Your objective: Pick out each line in the material below that contains the word "green", and copy those lines.
######
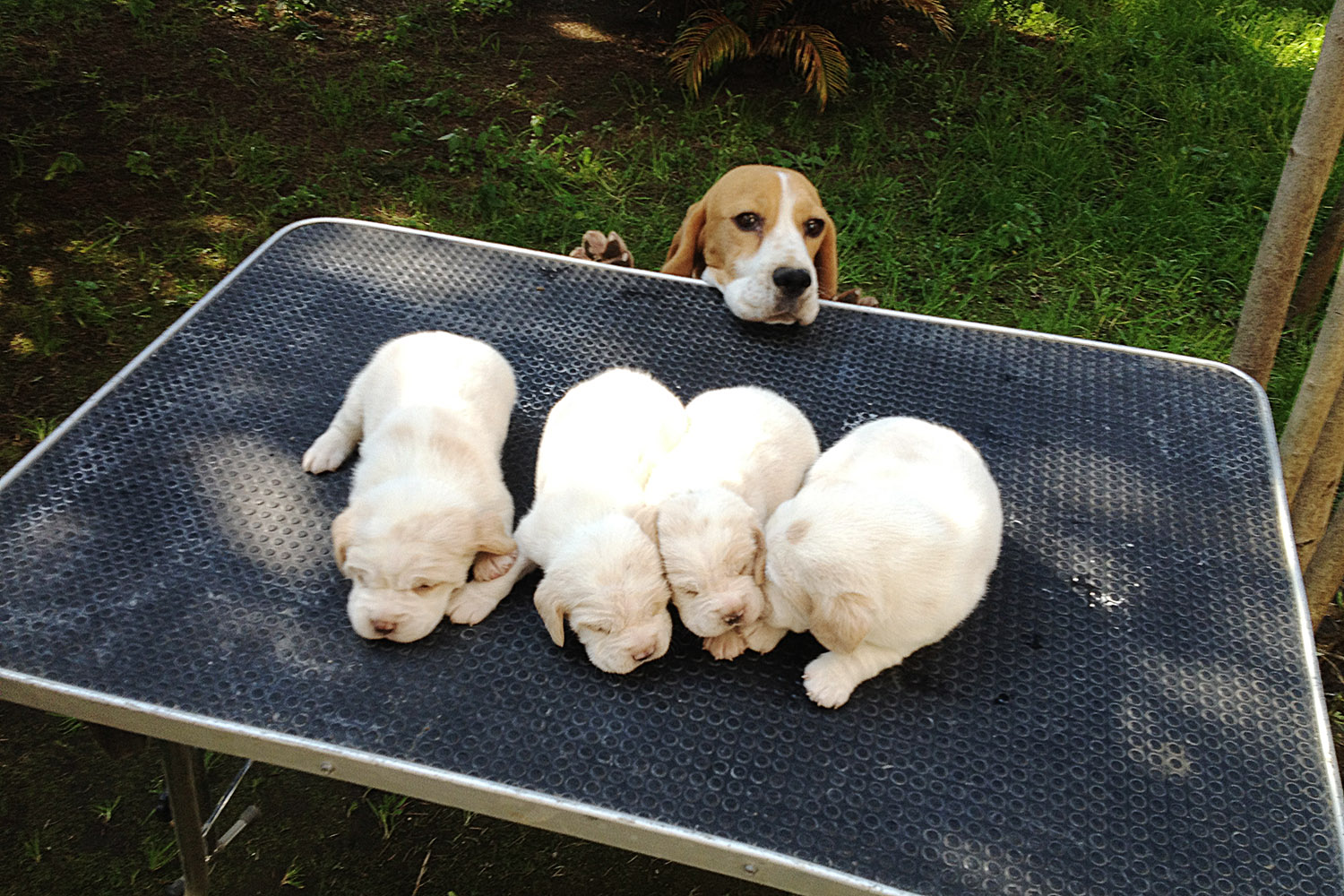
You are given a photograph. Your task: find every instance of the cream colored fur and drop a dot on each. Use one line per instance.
(589, 527)
(745, 452)
(886, 548)
(427, 501)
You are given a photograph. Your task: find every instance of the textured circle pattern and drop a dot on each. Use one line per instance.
(1129, 711)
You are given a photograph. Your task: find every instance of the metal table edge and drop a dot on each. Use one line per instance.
(510, 802)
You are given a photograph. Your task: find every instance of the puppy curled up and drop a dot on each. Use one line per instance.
(589, 527)
(886, 548)
(745, 452)
(427, 503)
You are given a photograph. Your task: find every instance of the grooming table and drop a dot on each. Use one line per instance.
(1133, 708)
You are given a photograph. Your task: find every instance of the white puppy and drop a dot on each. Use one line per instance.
(886, 548)
(427, 503)
(589, 527)
(745, 452)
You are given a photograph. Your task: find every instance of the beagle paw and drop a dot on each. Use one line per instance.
(607, 250)
(855, 297)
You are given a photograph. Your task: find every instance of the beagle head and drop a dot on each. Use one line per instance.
(763, 239)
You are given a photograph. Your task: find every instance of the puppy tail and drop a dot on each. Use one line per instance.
(840, 624)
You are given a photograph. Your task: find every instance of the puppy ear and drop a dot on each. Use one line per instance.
(343, 532)
(491, 536)
(685, 245)
(827, 263)
(647, 517)
(553, 607)
(758, 562)
(844, 621)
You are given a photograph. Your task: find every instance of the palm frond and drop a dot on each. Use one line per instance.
(709, 40)
(814, 54)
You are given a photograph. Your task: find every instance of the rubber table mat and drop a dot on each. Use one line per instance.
(1132, 710)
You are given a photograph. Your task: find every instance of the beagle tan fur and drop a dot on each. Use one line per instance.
(589, 527)
(745, 452)
(427, 501)
(762, 237)
(886, 548)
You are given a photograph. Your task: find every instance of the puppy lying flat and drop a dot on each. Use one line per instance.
(427, 501)
(763, 239)
(745, 452)
(589, 527)
(886, 548)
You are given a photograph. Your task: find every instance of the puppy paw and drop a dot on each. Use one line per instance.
(328, 452)
(828, 681)
(730, 645)
(492, 565)
(609, 250)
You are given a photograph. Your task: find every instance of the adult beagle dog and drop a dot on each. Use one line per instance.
(762, 237)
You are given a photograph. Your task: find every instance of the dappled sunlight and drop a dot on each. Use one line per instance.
(265, 504)
(581, 31)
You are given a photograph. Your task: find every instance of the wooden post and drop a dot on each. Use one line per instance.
(1309, 160)
(1316, 394)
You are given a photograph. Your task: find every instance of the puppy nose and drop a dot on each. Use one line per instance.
(792, 281)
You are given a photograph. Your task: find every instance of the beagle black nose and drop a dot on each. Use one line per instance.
(792, 281)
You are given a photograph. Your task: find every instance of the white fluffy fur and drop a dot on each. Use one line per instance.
(427, 500)
(886, 548)
(589, 527)
(745, 452)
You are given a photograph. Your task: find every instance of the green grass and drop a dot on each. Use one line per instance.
(1094, 168)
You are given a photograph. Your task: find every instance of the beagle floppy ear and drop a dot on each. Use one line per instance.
(553, 608)
(685, 246)
(827, 263)
(343, 532)
(758, 562)
(843, 622)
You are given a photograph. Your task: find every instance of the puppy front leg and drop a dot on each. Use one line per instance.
(832, 677)
(331, 449)
(762, 637)
(730, 645)
(478, 598)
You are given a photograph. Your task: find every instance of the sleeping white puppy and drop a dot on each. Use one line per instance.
(886, 548)
(589, 527)
(745, 452)
(427, 501)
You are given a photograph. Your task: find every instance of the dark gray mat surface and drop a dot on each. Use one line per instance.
(1129, 711)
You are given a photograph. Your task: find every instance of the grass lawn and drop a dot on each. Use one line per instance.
(1094, 168)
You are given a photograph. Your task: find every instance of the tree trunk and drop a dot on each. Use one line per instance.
(1325, 573)
(1316, 495)
(1324, 258)
(1309, 160)
(1316, 394)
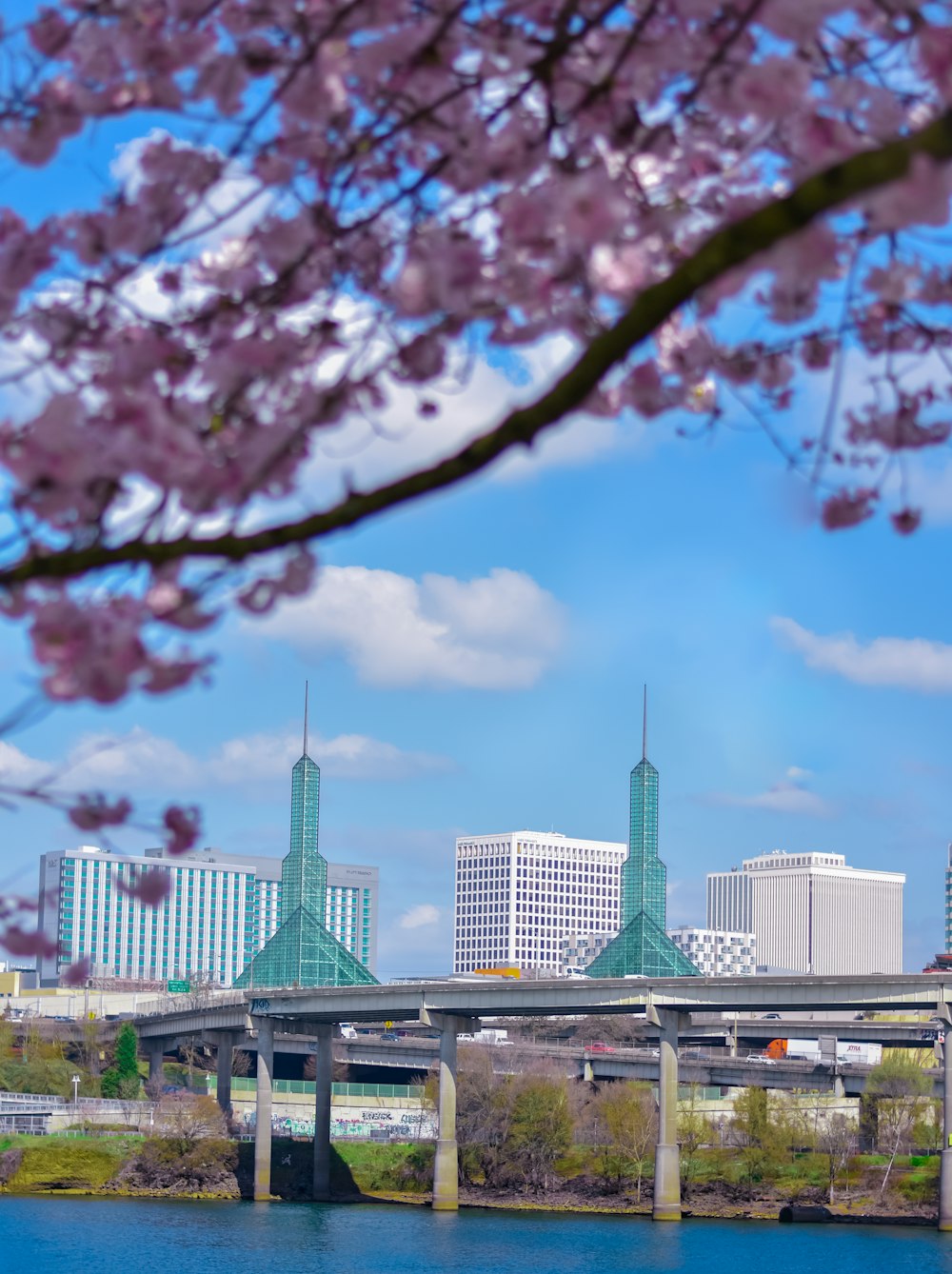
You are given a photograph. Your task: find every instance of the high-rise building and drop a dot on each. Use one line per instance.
(717, 953)
(812, 914)
(304, 950)
(219, 911)
(643, 946)
(519, 893)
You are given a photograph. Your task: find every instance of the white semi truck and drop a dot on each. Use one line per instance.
(808, 1050)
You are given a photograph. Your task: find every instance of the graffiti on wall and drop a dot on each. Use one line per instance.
(401, 1125)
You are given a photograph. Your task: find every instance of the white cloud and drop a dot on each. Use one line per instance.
(787, 796)
(18, 769)
(131, 760)
(139, 761)
(497, 632)
(424, 914)
(910, 663)
(348, 756)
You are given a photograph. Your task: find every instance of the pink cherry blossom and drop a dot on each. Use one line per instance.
(150, 886)
(183, 827)
(93, 811)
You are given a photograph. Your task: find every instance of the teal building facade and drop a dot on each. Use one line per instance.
(643, 948)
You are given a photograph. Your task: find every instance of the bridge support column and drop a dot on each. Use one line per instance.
(263, 1108)
(446, 1165)
(945, 1157)
(225, 1047)
(324, 1063)
(666, 1195)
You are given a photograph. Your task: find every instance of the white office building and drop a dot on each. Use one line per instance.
(520, 893)
(219, 911)
(717, 952)
(812, 914)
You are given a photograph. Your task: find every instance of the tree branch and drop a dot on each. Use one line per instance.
(725, 249)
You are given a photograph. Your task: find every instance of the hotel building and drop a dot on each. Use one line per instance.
(717, 953)
(221, 910)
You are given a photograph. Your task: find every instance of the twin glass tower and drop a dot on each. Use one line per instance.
(302, 952)
(643, 946)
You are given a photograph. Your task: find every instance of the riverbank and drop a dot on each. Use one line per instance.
(398, 1172)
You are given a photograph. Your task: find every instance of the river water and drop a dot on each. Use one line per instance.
(135, 1236)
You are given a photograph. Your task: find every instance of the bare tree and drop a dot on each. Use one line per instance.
(627, 1115)
(188, 1118)
(838, 1141)
(900, 1092)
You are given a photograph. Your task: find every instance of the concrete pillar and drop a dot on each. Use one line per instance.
(666, 1195)
(446, 1165)
(225, 1046)
(157, 1052)
(945, 1157)
(263, 1108)
(324, 1060)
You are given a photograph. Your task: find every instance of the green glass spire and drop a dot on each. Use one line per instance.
(302, 952)
(643, 946)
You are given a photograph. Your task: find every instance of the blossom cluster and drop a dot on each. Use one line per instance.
(523, 169)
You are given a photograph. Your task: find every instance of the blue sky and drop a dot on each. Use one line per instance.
(659, 562)
(476, 664)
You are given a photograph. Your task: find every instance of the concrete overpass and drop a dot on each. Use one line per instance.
(456, 1006)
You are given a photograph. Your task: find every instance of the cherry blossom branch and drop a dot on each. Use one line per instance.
(828, 190)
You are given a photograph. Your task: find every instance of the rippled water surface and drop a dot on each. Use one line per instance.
(124, 1236)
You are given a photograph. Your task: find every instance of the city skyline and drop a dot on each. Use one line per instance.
(466, 674)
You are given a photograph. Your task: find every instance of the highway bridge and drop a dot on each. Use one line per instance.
(452, 1008)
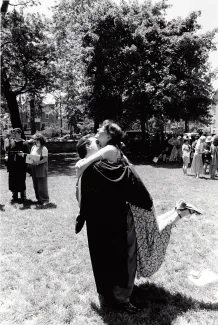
######
The solution:
You are given a photograph. Your task: find every instance of the green grass and drop a dot on each. Use one line per instance.
You are given a photograph. Your task: find every instance of the green glass spire and drop a dot on each. Use one line per instance.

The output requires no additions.